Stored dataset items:
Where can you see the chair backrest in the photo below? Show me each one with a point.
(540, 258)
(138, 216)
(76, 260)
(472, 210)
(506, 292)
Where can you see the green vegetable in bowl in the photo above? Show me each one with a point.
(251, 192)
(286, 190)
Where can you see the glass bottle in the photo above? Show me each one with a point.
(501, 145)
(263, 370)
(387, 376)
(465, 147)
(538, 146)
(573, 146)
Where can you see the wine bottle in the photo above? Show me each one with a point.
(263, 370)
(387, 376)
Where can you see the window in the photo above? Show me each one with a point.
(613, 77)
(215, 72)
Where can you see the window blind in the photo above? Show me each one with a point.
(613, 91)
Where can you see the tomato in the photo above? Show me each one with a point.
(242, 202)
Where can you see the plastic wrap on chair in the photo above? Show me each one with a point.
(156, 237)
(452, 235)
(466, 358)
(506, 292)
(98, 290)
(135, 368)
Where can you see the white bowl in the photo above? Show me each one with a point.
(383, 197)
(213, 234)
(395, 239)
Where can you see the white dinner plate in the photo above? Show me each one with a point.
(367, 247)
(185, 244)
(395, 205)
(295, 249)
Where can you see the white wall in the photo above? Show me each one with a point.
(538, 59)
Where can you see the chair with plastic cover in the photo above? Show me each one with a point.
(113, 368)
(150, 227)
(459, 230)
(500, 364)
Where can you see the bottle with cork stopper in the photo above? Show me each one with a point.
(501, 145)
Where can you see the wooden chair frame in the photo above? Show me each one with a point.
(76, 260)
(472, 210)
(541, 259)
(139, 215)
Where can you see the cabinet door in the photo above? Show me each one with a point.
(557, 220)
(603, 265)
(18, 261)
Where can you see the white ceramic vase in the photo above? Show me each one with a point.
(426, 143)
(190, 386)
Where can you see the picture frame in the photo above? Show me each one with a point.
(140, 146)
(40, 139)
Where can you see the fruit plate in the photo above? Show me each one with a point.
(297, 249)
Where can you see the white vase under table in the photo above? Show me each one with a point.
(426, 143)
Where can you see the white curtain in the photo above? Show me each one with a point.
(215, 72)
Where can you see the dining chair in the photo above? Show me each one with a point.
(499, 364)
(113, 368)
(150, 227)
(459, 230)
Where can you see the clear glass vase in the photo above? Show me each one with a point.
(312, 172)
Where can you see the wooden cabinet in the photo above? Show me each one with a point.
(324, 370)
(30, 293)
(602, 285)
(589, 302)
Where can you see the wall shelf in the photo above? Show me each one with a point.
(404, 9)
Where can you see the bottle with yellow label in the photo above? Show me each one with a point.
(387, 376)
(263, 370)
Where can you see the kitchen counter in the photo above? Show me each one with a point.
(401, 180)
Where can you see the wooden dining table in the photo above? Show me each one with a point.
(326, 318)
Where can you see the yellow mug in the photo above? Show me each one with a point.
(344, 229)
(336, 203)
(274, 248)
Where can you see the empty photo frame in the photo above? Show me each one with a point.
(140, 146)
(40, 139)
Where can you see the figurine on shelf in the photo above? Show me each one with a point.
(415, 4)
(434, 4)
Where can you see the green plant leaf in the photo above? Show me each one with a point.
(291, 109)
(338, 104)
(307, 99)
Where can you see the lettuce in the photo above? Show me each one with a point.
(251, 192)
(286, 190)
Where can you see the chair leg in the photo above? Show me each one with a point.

- [Work required]:
Please write out every line of the data exactly.

- [Output of the exercise]:
Where can you see the chair backrest in the photo below? Show me each one with a point.
(540, 258)
(138, 216)
(76, 260)
(472, 210)
(506, 292)
Where can you see the green vegetable in bowl in the photo above? Show me each one with a point.
(251, 192)
(286, 190)
Where can you see the glass bottle in the photo above? Show me each one with a point.
(501, 145)
(263, 370)
(387, 376)
(465, 147)
(538, 146)
(573, 146)
Where can you see the wine bottle in the photo above? Show me each one with a point.
(263, 370)
(387, 376)
Where can you see the window in the photo above? Show me each one with a point.
(613, 77)
(215, 72)
Where can you see the window blind in the photo above? Show me each one with a point.
(613, 91)
Where can you see the tomato in the photo above? Show me each one with a point.
(242, 202)
Where can you see the plastic wrap on chair in the photo above? Show me each one with a point.
(156, 237)
(452, 235)
(466, 358)
(506, 292)
(98, 290)
(135, 368)
Where can you see the white bowl in the photo above? Show me each one with a point.
(383, 197)
(213, 234)
(395, 239)
Where can you see the white dinner plate in the photo above? Show me each one with a point.
(367, 247)
(185, 244)
(395, 205)
(295, 249)
Where can you see the white wall in the photo above? Show me each one with a point.
(538, 59)
Where can you see the chair with plastic cover in the photo above? Show me each one with a point.
(113, 368)
(150, 227)
(459, 230)
(500, 364)
Where can you see the bottle with cork stopper in the photo above? Show me each one with a point.
(501, 145)
Where can you see the wooden chair frame in the photo above? Show me each one with a point.
(76, 260)
(472, 210)
(541, 259)
(139, 215)
Where can you see the cabinet door in the photo above? Show me each one with a point.
(557, 220)
(603, 265)
(18, 261)
Where can you see the white ceramic vase in the photo above? Show me each one with a point.
(426, 143)
(190, 386)
Where can you see the picture frame in the photo above? Show me each one with a point.
(140, 146)
(40, 139)
Where can you see the fruit plate in the photo above? Show me each one with a point.
(297, 249)
Where can you see the white vase under table in the photo above? Show me each one with a point.
(426, 143)
Where can you see the white curtain in the photo above? Show me each one with a point.
(215, 72)
Where can you see the dining chair in the photo above? Show me each one with a point.
(499, 364)
(113, 368)
(150, 227)
(459, 230)
Where can you see the clear glass vase in the photo above? Show me each one with a point.
(312, 172)
Where can you see the wooden cabinet in the photo above? Show me each one with a point.
(324, 370)
(30, 293)
(602, 285)
(589, 302)
Where can you see the wall shelf in the photo above? Show me each one with a point.
(404, 9)
Where can you see the bottle with yellow label in the photo above? Show me each one with a point.
(387, 376)
(263, 370)
Where can you see the kitchen counter in the photo above? Show me each one with a point.
(401, 180)
Where can you see the wooden dining table in the photo above? Show me each one with a point.
(326, 318)
Where can you see the yellow mug in the photo above? Show me each one with a point.
(344, 229)
(336, 203)
(274, 248)
Where can you see the empty photo frame in the photo above? Show me each one with a point.
(140, 146)
(40, 139)
Where can you see the figurine on shelf in the photo above? Show me each one with a point.
(415, 4)
(434, 4)
Where can you see the green plant leaf in the photo above? Show me each one with a point.
(291, 109)
(338, 104)
(307, 99)
Where can you see the lettuce in the photo above? Show me each one with a point.
(251, 192)
(286, 190)
Where can you see the chair leg in the photo above? Show me each one with a point.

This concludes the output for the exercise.